Data provided:
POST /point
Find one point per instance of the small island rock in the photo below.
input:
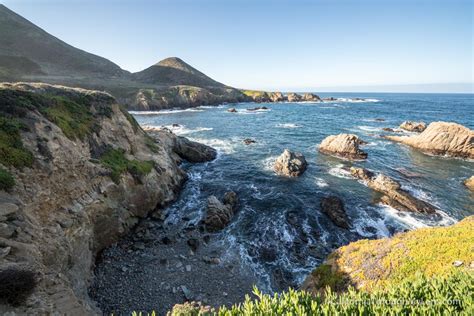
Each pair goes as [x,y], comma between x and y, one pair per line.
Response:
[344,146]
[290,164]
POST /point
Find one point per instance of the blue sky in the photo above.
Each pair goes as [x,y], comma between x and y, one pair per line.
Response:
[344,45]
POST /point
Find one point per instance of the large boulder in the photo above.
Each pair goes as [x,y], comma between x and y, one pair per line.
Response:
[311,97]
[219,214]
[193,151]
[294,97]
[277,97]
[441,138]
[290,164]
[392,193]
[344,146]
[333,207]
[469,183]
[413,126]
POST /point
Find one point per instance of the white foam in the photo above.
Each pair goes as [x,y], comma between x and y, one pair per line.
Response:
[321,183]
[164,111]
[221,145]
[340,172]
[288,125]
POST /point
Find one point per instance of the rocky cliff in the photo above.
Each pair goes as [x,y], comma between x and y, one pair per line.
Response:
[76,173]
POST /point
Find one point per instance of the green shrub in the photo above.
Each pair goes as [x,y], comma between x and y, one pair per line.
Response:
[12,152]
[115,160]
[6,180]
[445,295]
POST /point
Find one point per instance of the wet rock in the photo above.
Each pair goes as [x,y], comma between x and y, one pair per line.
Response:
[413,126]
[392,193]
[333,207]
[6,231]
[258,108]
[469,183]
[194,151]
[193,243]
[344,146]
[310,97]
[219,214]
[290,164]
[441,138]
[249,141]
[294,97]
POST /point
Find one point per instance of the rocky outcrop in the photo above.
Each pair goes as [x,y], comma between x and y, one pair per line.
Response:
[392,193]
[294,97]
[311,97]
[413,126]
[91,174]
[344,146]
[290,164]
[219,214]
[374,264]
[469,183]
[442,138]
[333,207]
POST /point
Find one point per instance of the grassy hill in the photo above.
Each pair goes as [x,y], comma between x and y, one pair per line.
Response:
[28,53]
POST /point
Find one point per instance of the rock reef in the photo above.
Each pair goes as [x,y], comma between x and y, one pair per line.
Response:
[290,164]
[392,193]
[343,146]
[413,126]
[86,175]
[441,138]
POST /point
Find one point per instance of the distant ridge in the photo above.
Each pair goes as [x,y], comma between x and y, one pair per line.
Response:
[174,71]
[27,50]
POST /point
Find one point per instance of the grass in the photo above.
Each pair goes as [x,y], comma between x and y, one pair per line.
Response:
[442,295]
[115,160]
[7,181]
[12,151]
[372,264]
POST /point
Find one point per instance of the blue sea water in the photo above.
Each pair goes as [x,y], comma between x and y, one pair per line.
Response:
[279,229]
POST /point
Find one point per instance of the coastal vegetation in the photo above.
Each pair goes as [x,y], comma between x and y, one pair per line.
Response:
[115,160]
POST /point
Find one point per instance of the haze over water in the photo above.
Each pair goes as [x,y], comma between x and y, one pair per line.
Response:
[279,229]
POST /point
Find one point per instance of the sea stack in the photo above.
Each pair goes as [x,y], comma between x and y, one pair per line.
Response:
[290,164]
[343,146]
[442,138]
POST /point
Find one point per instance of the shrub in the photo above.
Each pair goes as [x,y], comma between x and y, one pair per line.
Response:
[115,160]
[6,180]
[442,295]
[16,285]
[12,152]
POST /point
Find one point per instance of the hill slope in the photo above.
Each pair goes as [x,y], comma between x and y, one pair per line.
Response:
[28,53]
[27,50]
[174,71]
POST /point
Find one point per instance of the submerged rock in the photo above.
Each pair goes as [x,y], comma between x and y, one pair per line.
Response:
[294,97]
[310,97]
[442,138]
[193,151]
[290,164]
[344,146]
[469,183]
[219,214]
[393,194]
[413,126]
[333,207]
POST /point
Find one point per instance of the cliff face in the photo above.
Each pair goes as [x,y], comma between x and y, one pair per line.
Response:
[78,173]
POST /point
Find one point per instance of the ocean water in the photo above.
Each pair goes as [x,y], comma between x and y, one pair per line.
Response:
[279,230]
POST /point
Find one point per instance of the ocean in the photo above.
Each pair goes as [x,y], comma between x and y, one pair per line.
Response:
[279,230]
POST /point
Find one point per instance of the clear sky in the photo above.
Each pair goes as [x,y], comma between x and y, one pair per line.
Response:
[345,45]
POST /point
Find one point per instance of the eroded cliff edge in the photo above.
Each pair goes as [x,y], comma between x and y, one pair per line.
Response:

Directions: Extract all the entries word for word; omit any pictures.

Result below:
POST /point
Find one point per instance of the small island rock in the photo below.
input:
Each pair goes as [x,y], comma between x and y, one pair per line.
Response:
[344,146]
[290,164]
POST /point
Find one point per instance of the blue sky in the photo above.
Each pair goes as [x,y], comma between x and y, one pair per line.
Response:
[344,45]
POST /point
Find one point per instance of the large boulder in the photo above.
Each pair goes as [x,y], comma between x and y, one pair per line.
Response:
[311,97]
[219,214]
[193,151]
[294,97]
[277,97]
[441,138]
[290,164]
[392,193]
[344,146]
[333,207]
[469,183]
[413,126]
POST /point
Find one point per instance of the white foam in the photo above.
Each pair goes as [x,y], comma between x and y, one pair per line.
Response:
[321,183]
[164,111]
[221,145]
[340,172]
[288,125]
POST /point
Find one point per instance of the rocky cliff in the photo above.
Each pair goes as [x,y], comma between x and y, one pair per line.
Response:
[76,173]
POST /point
Find one point per instance of the green shrub in the photo above.
Each pair goes as [x,y], comma between x and y, one pair per line.
Response:
[12,152]
[115,160]
[6,180]
[445,295]
POST /point
Find one point per instance of the wet rock in the photo above.
Each pair goes as [x,y], comma between x and y, one pair per line.
Response:
[413,126]
[392,193]
[333,207]
[6,231]
[258,108]
[469,183]
[194,151]
[193,243]
[344,146]
[310,97]
[219,214]
[290,164]
[441,138]
[249,141]
[294,97]
POST /point
Find one point per instance of the rocky outcrop in the photo above.
Each pair goes as [x,y], comma between x and y, one pair per line.
Response:
[392,193]
[294,97]
[311,97]
[413,126]
[91,174]
[344,146]
[290,164]
[219,214]
[374,264]
[469,183]
[442,138]
[333,207]
POST /point
Find one point per instance of the grassy hill in the photo above.
Each pair goes as [x,y], comma between x and y, one pair per line.
Response:
[28,53]
POST /point
Find one point per instance of the rock reef in the photo above.
Each pair goes as [x,y], comma between x and y, one pair per line.
Response:
[290,164]
[392,193]
[343,146]
[413,126]
[86,175]
[441,138]
POST /point
Find one point per instance of the distant ridge in the photo above.
Each pair goes as [x,y], comma between x and y, one pair per line.
Response:
[174,71]
[27,50]
POST /point
Find one point per instance of the grass in the photo above.
Each pair goes as [x,y], comma between x and y, one pair per line.
Response:
[442,295]
[115,160]
[7,181]
[12,151]
[372,264]
POST /point
Find one point per instance of the blue sea water in the photo above.
Each pair goes as [x,y], comma between x and y, one pair per line.
Response:
[279,229]
POST /point
Find one point per instance of the coastal vegetation in the photo above.
Each pair goes as [x,y], comma between x and y, one pair per line.
Response:
[115,160]
POST /point
Find one point per instance of the haze over water in the photo above.
Each pair goes as [x,y], comma between x and y, one pair per line.
Response:
[279,229]
POST /point
Find one point per instance of the sea stack in the photo above.
Each pair goes as [x,y], comma between x and y, one pair per line.
Response:
[290,164]
[343,146]
[442,138]
POST /point
Find one point per instance of the shrub in the photo above.
Each pair goes as [x,y], comma between x and y, one pair per line.
Response:
[115,160]
[6,180]
[442,295]
[16,285]
[12,152]
POST /point
Find one point per instance of the hill slope in the photo above.
Each pair goes as [x,y], comma between x and y, one pair per line.
Response:
[28,53]
[27,50]
[174,71]
POST /point
Find one point per instance of the submerged rock in the photo above.
Each pair goes as [x,y], comma between x and y, one pair per line.
Response:
[294,97]
[310,97]
[442,138]
[193,151]
[290,164]
[344,146]
[469,183]
[219,214]
[393,194]
[413,126]
[333,207]
POST /point
Find one point per instance of the cliff face in the photo above.
Each pair goes as [x,y], comma between x and y, one pair per line.
Response:
[78,173]
POST /point
Find one point per instance of the ocean water in the photo above.
Each pair goes as [x,y], comma between x and y, one pair per line.
Response:
[279,230]
POST /point
Find one point per instance of the ocean in the photo above.
Each pair goes as [x,y], comma between x and y, one pair per line.
Response:
[279,230]
POST /point
Find one point per instance of the clear sky in the photo above.
Each pair goes as [x,y], comma between x and y, one pair per line.
Response:
[345,45]
POST /point
Find one point per instance of the eroded cliff edge in the photo above.
Each pair goes as [x,y], comma between x and y, one pair per line.
Response:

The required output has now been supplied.